Job – Count the lines in the following listing that contain the string "below", matching case exactly. Reply with the number alone.
======
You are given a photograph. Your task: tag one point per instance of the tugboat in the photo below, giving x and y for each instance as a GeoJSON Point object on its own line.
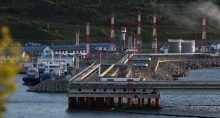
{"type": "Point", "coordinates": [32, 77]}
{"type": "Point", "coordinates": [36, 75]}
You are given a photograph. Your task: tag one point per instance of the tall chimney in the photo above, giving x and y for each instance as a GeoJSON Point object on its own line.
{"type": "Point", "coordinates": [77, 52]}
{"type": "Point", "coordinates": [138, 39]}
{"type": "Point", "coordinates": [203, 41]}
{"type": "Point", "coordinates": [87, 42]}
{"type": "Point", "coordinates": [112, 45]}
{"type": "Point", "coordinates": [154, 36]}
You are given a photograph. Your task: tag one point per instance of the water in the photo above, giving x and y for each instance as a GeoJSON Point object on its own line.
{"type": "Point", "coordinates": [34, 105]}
======
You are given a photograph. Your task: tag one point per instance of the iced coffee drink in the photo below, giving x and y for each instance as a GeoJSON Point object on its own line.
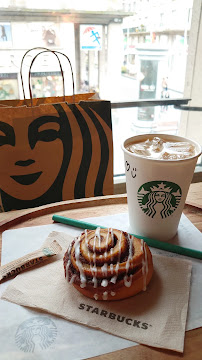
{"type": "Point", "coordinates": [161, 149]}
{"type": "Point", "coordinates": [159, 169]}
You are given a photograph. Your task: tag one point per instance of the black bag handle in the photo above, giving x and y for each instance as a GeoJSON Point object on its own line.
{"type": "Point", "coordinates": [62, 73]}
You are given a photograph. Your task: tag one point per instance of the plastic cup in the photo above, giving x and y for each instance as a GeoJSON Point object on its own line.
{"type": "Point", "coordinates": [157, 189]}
======
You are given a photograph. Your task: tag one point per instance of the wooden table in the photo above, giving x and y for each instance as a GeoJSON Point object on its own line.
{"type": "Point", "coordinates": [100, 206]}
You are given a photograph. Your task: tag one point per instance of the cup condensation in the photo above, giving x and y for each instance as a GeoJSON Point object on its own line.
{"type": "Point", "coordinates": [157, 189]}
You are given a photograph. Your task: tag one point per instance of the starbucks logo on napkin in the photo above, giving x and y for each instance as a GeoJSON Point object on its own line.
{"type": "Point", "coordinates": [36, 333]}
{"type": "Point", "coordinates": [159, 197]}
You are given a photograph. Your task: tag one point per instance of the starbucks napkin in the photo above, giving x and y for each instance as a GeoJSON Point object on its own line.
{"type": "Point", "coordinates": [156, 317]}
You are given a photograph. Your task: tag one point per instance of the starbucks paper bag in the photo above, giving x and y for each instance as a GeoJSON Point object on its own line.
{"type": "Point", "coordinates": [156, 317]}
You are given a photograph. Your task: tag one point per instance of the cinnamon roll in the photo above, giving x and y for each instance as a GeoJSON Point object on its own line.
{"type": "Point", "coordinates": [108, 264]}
======
Reply – 2